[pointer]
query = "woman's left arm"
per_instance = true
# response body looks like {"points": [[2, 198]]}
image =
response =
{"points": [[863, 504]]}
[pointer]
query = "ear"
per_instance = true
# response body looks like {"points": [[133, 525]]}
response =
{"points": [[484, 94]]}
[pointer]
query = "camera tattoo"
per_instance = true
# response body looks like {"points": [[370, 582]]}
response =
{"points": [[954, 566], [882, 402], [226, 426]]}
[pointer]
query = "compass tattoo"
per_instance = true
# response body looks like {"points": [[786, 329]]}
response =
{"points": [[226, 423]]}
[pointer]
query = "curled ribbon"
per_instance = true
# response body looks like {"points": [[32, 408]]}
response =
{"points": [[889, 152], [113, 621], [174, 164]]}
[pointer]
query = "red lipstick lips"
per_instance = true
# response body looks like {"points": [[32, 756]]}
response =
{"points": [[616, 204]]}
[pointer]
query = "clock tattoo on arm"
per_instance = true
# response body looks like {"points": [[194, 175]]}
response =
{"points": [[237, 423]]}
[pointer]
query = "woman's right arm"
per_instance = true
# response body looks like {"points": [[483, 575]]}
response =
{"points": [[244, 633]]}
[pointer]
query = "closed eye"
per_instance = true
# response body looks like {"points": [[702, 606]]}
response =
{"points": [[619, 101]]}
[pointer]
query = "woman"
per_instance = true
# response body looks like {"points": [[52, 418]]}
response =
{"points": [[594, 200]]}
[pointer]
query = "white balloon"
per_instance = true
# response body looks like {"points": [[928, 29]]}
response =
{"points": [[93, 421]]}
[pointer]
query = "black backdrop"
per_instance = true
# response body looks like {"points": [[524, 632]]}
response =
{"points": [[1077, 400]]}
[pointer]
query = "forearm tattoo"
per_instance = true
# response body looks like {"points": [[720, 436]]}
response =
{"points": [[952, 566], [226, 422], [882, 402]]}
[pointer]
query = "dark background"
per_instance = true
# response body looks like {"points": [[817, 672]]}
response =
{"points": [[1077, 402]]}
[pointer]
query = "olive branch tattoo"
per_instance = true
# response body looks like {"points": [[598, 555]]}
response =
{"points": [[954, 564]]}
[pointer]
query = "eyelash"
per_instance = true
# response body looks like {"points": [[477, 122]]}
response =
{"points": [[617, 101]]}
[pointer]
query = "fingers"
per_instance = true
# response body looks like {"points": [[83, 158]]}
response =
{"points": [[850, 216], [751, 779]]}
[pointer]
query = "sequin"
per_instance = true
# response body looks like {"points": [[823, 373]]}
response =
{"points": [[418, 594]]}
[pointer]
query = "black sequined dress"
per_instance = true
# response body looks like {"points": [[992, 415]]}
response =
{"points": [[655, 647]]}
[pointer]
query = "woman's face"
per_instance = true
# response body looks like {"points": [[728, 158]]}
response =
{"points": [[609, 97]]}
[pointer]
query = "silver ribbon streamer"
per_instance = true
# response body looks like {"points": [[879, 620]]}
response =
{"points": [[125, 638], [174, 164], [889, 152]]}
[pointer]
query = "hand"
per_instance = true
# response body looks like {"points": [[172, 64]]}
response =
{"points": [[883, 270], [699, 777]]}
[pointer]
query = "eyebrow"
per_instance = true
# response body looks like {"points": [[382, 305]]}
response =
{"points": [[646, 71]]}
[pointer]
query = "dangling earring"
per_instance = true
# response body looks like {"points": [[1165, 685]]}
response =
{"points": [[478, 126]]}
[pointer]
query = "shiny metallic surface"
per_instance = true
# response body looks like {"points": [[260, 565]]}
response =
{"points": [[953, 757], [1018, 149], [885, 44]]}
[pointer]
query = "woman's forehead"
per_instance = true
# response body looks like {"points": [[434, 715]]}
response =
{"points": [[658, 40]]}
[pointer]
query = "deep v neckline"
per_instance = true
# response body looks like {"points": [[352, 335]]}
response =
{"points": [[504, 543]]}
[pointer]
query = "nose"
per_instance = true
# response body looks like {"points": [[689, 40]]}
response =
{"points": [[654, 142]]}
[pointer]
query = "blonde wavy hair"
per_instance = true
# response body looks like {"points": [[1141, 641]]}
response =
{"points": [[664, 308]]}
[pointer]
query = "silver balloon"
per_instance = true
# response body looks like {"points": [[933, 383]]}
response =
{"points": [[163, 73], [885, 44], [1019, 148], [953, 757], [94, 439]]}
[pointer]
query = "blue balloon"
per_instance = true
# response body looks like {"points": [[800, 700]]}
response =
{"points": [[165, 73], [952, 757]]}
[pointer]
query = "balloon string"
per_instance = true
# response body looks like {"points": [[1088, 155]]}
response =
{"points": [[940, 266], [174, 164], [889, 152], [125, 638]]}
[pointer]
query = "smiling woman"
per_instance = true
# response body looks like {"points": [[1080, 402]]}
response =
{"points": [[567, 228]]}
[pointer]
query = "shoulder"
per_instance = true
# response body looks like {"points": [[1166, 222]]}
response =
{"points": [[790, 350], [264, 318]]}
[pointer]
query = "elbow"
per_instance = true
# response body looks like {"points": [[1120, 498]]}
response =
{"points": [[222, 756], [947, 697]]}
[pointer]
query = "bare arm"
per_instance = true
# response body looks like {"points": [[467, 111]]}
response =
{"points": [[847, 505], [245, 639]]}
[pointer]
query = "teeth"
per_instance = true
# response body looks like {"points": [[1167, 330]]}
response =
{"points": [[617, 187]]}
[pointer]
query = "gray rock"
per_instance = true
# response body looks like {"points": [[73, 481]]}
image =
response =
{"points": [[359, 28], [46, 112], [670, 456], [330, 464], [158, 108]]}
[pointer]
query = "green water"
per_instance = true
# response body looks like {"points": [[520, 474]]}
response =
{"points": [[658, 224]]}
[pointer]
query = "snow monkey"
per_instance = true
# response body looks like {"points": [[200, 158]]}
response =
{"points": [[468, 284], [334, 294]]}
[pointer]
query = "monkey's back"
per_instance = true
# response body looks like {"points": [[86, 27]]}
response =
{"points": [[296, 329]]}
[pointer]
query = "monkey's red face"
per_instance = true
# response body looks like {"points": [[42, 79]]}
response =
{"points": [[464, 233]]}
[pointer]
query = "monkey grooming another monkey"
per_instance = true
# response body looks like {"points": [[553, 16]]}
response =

__________________________________________________

List each line in the material that contains the word "balloon", copying the line in full.

query = "white balloon"
query = "silver balloon"
query = "blue balloon"
query = "balloon string"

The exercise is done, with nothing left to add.